● **TRY IT**
From the line that contains "In this exercise you will spot each instance of the tire" down to the last line of the data below, transcribe every line exactly.

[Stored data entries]
_ _ _ _ _
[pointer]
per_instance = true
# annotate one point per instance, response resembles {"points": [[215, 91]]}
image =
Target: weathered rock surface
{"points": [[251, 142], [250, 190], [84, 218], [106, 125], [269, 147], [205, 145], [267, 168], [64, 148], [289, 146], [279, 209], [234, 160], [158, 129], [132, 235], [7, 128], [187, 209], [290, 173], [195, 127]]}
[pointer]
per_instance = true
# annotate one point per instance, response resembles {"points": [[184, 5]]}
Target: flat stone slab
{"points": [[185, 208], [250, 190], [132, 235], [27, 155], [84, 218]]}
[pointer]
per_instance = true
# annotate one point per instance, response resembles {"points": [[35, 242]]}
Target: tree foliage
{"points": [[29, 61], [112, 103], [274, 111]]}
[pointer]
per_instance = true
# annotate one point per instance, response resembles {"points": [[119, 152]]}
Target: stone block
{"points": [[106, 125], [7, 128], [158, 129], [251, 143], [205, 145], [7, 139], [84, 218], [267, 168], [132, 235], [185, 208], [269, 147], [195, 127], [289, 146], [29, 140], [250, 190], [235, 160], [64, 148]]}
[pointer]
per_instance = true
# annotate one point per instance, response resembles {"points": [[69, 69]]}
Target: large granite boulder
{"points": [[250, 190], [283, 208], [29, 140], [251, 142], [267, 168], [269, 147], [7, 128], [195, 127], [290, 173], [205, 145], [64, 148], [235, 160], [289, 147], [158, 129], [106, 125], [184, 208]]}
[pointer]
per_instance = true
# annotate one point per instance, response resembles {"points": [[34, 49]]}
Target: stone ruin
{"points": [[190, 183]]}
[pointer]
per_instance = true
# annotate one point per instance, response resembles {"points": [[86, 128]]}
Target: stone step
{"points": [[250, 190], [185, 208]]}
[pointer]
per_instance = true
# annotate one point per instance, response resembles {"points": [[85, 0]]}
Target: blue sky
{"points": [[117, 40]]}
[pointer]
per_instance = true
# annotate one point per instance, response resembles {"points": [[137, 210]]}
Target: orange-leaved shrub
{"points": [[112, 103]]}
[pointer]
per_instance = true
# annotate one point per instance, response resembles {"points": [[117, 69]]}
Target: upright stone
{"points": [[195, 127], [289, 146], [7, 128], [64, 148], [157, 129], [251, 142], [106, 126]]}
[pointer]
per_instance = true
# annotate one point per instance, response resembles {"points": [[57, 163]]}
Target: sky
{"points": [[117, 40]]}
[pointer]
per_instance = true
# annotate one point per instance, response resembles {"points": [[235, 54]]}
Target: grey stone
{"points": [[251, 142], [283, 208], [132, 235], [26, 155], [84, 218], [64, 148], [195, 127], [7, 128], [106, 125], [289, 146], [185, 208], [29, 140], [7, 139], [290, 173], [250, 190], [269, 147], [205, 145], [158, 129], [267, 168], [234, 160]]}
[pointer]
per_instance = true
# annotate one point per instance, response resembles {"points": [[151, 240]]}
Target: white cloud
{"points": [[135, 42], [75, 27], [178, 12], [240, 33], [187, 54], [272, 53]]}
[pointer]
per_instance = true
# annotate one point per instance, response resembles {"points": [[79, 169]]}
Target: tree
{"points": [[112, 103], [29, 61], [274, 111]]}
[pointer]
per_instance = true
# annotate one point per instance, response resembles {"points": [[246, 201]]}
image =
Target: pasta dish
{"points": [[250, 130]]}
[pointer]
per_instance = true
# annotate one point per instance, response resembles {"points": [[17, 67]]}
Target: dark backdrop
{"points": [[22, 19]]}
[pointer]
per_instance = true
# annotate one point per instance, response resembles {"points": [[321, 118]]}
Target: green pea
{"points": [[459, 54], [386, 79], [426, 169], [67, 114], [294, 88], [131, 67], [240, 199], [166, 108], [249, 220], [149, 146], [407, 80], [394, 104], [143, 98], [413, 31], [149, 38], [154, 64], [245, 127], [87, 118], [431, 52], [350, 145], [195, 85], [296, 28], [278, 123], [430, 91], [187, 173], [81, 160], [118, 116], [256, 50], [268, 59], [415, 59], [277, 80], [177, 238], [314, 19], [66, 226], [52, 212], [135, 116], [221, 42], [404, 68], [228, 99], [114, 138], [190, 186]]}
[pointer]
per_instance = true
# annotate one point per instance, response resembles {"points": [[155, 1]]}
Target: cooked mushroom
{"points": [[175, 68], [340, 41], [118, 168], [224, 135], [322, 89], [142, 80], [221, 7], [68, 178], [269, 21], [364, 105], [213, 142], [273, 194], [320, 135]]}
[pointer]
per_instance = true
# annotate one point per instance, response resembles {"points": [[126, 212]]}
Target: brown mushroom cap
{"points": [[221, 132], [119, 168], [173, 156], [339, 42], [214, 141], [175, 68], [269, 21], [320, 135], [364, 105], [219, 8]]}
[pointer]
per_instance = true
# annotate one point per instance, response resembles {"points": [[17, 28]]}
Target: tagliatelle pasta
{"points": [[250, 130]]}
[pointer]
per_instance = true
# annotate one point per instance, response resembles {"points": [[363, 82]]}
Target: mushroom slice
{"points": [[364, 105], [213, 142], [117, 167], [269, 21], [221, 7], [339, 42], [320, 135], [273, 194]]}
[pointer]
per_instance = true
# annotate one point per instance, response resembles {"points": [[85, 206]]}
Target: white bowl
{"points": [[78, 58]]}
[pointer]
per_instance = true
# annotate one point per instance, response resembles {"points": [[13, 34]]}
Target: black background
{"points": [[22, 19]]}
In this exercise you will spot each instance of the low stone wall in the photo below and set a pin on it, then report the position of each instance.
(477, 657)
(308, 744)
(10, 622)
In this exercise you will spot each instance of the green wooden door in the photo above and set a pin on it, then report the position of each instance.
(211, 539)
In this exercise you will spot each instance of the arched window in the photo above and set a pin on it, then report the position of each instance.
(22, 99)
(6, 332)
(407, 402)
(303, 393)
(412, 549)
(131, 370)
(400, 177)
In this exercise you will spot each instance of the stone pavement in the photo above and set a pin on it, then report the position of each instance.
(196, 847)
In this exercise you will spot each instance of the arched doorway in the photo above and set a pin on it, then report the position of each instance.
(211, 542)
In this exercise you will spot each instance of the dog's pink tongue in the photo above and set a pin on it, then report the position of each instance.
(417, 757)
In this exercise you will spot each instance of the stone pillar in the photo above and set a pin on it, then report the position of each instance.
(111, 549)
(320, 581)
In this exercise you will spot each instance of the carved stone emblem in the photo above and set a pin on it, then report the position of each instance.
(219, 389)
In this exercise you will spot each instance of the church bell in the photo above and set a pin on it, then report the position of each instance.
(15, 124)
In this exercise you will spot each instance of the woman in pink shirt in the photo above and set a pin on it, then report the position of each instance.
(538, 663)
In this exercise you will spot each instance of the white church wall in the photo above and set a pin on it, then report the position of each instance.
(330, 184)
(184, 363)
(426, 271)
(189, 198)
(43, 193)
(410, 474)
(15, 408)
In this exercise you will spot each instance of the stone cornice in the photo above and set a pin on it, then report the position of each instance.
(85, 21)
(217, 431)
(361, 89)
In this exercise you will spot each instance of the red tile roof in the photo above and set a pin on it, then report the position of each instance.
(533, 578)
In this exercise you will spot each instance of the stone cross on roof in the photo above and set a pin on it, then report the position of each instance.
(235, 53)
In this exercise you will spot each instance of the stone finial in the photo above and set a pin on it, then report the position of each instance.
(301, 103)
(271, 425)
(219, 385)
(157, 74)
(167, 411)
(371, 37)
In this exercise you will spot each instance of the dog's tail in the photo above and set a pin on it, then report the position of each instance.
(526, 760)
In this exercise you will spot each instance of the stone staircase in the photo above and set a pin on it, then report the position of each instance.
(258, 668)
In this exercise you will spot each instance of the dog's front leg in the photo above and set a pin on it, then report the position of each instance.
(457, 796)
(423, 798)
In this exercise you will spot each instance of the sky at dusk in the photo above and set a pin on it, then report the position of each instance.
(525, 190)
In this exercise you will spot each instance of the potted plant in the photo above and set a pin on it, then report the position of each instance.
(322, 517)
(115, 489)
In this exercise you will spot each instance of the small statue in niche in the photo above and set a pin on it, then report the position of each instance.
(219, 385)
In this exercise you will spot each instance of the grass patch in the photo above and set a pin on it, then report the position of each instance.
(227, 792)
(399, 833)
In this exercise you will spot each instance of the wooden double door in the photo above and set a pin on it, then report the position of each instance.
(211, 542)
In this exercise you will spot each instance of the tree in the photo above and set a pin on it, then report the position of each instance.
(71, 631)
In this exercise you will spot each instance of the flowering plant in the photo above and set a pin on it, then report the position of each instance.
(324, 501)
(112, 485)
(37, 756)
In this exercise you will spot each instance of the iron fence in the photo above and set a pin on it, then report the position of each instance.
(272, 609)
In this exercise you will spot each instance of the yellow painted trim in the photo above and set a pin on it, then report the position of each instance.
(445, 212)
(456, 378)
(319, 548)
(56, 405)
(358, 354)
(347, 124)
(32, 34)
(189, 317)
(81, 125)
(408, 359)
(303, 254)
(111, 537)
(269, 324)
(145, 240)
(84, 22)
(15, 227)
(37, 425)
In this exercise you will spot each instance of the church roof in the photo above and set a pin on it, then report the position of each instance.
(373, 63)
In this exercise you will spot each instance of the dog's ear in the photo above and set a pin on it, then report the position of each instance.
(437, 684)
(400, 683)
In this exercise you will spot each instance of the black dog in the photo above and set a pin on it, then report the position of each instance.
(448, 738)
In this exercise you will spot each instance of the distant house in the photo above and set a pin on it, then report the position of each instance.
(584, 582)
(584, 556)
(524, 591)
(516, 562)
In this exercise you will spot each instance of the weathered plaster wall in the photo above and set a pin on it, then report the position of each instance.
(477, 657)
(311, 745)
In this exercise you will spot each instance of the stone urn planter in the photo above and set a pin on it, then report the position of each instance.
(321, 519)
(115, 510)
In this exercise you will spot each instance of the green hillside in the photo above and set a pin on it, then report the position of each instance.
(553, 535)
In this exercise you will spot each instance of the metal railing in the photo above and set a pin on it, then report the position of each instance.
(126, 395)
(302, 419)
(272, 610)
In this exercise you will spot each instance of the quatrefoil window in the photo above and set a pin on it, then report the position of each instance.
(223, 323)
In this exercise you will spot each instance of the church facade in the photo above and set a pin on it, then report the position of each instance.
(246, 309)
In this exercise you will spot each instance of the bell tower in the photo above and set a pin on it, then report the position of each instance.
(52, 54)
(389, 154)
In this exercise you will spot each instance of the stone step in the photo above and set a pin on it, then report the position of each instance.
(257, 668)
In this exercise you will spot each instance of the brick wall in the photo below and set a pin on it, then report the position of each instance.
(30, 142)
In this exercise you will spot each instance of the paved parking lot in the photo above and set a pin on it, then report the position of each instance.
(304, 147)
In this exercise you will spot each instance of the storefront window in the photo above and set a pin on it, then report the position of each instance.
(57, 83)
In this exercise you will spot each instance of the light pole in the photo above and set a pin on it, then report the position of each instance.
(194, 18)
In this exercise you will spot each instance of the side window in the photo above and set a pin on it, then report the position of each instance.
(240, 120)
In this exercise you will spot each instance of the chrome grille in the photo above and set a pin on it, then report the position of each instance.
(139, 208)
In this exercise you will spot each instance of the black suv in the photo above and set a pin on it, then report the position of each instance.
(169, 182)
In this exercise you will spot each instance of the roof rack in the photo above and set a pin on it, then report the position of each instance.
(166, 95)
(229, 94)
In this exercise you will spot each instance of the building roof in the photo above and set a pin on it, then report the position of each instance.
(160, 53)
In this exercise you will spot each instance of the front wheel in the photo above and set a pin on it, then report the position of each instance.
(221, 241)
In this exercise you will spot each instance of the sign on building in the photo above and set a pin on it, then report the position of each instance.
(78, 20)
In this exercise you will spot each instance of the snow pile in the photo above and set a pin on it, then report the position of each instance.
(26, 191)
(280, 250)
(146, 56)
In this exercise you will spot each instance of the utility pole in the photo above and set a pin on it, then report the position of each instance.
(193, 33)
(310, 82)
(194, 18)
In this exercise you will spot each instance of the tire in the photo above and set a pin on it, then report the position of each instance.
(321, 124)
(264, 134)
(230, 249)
_ _ _ _ _
● **SOLUTION**
In this exercise you will spot each instance of the tire in the photo above and set a pin on it, then report the position of each instance.
(321, 124)
(264, 134)
(230, 249)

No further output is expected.